### Dataset entries
★ ★ ★
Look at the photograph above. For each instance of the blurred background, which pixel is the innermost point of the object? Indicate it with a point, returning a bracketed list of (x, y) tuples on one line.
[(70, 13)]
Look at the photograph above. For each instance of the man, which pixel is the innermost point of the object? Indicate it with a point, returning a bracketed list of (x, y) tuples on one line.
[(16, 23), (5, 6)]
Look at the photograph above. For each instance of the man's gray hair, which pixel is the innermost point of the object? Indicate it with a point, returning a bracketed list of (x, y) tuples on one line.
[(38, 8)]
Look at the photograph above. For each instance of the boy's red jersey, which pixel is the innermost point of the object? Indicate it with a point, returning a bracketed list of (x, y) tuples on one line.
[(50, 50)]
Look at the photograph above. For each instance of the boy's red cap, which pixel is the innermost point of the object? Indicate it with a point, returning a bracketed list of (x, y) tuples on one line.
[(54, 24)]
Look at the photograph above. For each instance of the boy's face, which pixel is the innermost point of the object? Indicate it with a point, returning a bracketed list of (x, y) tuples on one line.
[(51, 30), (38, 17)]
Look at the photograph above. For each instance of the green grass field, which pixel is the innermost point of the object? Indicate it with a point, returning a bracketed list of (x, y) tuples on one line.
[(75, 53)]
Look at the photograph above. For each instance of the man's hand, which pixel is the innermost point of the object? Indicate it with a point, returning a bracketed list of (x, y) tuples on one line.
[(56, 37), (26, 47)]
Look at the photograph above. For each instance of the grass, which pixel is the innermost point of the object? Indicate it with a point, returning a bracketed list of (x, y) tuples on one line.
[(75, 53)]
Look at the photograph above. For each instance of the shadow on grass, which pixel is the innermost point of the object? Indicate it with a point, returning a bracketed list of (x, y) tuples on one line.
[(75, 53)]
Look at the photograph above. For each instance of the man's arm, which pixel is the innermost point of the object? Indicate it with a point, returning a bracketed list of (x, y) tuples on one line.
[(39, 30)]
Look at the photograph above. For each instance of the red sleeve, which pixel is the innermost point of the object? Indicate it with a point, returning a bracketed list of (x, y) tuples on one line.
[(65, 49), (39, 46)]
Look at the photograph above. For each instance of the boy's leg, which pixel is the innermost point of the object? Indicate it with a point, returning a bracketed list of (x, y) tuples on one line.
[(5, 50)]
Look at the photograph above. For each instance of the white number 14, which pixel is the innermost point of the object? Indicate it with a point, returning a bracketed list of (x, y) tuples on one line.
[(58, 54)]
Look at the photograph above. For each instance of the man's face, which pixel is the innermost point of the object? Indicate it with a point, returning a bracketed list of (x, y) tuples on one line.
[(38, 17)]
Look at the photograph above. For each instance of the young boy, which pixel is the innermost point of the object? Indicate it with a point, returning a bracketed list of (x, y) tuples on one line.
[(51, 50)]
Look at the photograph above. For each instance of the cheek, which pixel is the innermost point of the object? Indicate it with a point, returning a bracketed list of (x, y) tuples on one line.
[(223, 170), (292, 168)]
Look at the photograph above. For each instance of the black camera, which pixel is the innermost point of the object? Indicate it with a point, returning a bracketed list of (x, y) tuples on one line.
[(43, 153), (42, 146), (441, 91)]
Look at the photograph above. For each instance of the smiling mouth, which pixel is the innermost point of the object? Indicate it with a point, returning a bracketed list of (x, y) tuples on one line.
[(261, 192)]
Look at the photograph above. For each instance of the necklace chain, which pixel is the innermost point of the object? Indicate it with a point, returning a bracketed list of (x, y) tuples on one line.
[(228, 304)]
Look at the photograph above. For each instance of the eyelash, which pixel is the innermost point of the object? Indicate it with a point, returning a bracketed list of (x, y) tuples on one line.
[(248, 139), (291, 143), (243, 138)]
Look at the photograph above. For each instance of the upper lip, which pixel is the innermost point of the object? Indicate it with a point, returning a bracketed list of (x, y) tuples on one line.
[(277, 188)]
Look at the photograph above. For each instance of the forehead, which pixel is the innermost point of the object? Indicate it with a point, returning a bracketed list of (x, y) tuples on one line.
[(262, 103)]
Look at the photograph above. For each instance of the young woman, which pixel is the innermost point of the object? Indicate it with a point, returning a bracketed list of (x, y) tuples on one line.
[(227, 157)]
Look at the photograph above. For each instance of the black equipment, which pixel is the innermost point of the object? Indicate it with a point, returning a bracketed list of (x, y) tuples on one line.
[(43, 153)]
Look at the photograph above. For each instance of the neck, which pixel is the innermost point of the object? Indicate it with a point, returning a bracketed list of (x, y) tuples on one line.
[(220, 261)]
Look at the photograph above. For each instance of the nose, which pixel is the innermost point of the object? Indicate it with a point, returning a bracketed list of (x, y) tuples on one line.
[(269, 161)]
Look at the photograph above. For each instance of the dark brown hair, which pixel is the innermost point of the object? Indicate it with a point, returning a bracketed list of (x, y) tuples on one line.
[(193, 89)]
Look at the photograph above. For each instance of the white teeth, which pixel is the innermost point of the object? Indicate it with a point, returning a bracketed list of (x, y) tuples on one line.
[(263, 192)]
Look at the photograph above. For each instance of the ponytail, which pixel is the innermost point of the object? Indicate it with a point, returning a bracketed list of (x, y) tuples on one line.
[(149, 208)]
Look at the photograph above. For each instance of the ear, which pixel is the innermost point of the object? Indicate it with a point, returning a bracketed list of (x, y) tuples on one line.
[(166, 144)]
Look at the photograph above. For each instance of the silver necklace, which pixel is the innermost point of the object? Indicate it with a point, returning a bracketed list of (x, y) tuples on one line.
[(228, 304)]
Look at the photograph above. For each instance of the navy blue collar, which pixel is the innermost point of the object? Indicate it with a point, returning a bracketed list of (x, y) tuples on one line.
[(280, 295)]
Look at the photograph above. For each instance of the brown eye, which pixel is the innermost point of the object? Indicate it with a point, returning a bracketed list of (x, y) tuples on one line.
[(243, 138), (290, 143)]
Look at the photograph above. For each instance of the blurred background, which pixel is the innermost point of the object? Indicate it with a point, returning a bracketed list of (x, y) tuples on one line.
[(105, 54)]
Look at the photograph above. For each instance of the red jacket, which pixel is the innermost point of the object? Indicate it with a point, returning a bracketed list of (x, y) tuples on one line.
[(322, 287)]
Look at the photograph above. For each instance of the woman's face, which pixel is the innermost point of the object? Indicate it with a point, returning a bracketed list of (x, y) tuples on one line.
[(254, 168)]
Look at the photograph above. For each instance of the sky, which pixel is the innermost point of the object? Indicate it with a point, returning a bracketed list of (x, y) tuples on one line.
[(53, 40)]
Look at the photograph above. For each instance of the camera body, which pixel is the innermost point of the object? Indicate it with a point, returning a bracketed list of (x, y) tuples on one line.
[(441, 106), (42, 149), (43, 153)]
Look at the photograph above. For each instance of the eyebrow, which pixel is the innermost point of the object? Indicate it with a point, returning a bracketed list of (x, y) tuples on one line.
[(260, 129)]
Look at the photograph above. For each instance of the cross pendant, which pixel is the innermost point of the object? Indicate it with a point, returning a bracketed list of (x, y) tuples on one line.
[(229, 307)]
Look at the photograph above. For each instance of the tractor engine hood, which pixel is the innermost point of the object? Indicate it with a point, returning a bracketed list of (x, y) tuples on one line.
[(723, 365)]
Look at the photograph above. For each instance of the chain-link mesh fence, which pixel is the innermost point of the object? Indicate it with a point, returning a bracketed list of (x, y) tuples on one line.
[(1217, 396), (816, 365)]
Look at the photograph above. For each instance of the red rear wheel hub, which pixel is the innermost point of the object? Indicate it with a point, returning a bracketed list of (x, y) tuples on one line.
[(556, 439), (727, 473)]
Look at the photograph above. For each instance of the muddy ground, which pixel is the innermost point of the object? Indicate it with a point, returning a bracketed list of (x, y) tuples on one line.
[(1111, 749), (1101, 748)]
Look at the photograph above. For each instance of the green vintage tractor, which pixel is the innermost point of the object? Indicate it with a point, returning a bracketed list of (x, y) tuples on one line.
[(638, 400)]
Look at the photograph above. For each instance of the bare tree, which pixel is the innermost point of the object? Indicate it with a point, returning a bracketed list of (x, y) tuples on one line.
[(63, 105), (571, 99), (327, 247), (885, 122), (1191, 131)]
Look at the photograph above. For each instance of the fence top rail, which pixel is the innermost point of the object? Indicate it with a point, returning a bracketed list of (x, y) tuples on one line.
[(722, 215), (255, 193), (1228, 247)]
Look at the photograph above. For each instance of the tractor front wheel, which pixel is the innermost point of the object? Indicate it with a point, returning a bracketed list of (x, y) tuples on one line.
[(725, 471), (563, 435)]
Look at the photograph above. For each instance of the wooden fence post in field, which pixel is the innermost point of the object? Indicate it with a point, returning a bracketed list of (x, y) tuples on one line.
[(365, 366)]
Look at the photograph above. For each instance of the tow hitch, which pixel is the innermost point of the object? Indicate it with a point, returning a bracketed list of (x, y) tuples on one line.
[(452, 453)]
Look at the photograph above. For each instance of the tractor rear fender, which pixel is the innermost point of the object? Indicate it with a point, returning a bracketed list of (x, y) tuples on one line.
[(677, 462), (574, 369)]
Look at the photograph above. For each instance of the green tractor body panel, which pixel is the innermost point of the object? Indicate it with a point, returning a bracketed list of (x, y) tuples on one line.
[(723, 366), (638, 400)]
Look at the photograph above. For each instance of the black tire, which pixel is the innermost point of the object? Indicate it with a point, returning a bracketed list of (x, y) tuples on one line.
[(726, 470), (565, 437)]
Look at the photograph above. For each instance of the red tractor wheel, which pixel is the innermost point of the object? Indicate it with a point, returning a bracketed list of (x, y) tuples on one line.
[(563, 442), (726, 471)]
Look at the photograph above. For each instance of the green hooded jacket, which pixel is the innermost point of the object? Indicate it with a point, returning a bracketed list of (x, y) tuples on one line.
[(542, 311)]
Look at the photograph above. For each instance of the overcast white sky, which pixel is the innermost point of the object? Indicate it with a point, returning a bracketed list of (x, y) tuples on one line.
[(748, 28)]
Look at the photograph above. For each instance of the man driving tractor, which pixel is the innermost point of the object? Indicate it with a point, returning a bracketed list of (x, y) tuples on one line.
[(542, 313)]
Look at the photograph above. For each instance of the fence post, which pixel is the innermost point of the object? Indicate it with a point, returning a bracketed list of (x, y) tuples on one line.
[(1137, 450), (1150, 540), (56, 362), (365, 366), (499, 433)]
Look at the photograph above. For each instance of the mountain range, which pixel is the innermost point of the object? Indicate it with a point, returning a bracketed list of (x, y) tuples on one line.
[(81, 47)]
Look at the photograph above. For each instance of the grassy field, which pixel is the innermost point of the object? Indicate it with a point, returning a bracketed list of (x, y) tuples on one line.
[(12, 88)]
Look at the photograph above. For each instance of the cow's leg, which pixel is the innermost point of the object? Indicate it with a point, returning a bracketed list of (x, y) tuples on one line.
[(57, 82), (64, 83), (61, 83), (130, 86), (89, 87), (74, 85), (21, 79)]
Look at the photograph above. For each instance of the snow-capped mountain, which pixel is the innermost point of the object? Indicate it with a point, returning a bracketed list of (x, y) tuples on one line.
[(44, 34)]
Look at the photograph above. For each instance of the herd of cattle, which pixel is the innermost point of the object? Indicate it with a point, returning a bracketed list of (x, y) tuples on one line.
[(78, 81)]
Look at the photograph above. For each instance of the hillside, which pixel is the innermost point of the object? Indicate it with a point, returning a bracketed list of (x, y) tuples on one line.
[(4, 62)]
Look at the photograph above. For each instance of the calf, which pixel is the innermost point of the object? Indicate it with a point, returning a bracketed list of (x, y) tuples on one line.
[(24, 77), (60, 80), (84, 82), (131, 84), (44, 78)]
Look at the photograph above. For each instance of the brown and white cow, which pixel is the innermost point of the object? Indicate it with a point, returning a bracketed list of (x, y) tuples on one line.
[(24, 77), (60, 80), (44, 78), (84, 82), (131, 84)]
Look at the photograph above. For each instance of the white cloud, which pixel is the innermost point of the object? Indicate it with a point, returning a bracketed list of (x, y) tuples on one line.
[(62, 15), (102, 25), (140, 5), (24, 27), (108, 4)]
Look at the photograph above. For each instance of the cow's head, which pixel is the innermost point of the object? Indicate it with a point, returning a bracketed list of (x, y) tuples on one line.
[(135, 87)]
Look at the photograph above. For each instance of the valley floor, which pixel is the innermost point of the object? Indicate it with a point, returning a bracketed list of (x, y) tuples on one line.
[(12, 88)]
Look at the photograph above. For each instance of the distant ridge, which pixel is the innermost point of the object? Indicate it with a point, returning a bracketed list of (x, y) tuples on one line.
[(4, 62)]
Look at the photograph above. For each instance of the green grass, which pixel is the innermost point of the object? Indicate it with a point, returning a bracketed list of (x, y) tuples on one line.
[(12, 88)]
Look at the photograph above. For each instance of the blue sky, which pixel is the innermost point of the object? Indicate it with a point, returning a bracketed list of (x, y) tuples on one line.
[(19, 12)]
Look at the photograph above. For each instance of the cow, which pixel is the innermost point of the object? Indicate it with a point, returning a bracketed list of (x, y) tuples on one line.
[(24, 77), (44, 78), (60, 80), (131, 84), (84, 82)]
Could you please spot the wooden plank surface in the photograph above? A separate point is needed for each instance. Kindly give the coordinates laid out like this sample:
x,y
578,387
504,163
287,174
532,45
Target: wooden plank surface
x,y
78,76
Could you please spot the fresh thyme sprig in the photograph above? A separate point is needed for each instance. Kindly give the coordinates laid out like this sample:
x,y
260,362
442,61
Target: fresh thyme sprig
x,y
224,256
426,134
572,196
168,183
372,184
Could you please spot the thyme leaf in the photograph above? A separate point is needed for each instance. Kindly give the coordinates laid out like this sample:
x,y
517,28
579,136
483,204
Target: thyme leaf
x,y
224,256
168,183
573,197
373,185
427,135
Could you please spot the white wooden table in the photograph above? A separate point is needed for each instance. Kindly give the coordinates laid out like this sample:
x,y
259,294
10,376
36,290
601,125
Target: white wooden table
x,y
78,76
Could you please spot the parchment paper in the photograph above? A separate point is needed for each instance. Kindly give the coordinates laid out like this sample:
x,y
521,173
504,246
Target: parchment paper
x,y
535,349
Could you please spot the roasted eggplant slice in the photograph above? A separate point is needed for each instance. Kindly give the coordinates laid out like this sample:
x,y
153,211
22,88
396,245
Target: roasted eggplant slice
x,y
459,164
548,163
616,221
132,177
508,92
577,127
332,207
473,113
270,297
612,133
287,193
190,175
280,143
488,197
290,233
★ ★ ★
### Work required
Please return all lines from the records that hold the word "this".

### Answer section
Could you please spot the wooden plank surface in the photograph above? A separate point is needed for each instance. Kindly give the coordinates laid out like this sample:
Could you please spot the fresh thyme sprig in the photograph above? A separate point is needed for each instance. Kindly give the coordinates laid out like this sample:
Could you please spot the thyme leaf in the photograph above? A separate point is needed for each instance. Kindly give the coordinates laid out like this sample:
Could you please spot the white wooden table in the photograph above? A separate point is needed for each instance. Kindly give the coordinates laid out like this sample:
Could you please spot the parchment paper in the photograph above? A separate point is needed for each instance. Kindly give the coordinates laid out like this sample:
Could you please spot the roasted eggplant slice in the photograph above? A separate point is needed for each instance. Kindly give the coordinates laid out like this sample:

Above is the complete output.